- Excerpt provided
/---
After five years, the Ministry of Education ruled that they would no longer grant me permission to teach even though the school wanted me to continue. The bottom line: I had to find other employment outside of the school system, which brought me to “Kosher Movies.” I began writing film reviews in newspapers and on the Internet about movies that had something meaningful to say about life, movies that could help us navigate life no matter what our age.

Whenever I visit the States to visit family, I set up trips to synagogues, adult study groups, and schools to speak about the potentially positive influence of cinema on adults and teenagers. Watching The Old Man and the Gun reminded me of why I am now writing and lecturing on film. I simply wanted to be relevant, especially in a world, which, generally speaking, marginalizes the elderly.

The Old Man and the Gun is based on the true story of Forrest Tucker, a career criminal who escaped from San Quentin Prison at age 70. Once back in society, he commits a number of bank robberies that both mystify the police and fascinate the public. Trying to catch him is Detective John Hunt who is enthralled by Tucker’s soft spoken and gentle way of staging a heist.
\---
- Records
/---
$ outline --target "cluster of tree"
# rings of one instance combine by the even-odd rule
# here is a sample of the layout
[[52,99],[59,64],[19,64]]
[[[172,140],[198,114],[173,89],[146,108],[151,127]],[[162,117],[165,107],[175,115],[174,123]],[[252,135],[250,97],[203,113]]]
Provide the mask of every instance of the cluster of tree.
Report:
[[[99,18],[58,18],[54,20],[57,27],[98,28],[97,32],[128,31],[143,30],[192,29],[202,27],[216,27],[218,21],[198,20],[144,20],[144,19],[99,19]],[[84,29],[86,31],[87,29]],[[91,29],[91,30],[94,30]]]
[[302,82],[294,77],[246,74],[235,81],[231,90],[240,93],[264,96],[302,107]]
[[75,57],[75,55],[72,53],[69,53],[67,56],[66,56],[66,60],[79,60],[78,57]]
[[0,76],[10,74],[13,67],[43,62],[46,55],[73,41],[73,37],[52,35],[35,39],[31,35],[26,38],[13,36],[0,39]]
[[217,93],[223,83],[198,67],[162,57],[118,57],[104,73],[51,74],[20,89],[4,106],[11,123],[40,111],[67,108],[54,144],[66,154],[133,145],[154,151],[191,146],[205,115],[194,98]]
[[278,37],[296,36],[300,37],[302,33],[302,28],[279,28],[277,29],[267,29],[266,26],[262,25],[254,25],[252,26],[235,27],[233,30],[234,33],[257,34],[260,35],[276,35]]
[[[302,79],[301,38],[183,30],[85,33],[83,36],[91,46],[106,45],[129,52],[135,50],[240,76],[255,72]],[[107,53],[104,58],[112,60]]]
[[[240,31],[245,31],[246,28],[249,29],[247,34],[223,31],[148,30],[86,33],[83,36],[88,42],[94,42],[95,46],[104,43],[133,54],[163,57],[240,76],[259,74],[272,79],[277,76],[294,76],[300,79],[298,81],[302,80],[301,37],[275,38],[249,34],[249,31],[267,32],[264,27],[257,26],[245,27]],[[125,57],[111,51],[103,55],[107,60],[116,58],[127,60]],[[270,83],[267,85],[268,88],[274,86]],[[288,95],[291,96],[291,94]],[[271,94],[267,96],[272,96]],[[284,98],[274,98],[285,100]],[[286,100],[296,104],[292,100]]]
\---
- Work to complete
A - List every kind of group or venue the excerpt above says the writer sets up trips to when visiting the States.
B - Answer these questions using the excerpt above:
(i) After how many years did the Ministry of Education rule against granting permission to teach?
(ii) Which film reminded the writer why they now write and lecture on film?
(iii) From which prison did Forrest Tucker escape?
C - Reproduce the excerpt above word for word, from "Whenever I visit" to "staging a heist.".

- Exercise answers
A - synagogues, adult study groups, schools

B -
(i) Five years.
(ii) The Old Man and the Gun.
(iii) San Quentin Prison.

C -
Whenever I visit the States to visit family, I set up trips to synagogues, adult study groups, and schools to speak about the potentially positive influence of cinema on adults and teenagers. Watching The Old Man and the Gun reminded me of why I am now writing and lecturing on film. I simply wanted to be relevant, especially in a world, which, generally speaking, marginalizes the elderly.

The Old Man and the Gun is based on the true story of Forrest Tucker, a career criminal who escaped from San Quentin Prison at age 70. Once back in society, he commits a number of bank robberies that both mystify the police and fascinate the public. Trying to catch him is Detective John Hunt who is enthralled by Tucker’s soft spoken and gentle way of staging a heist.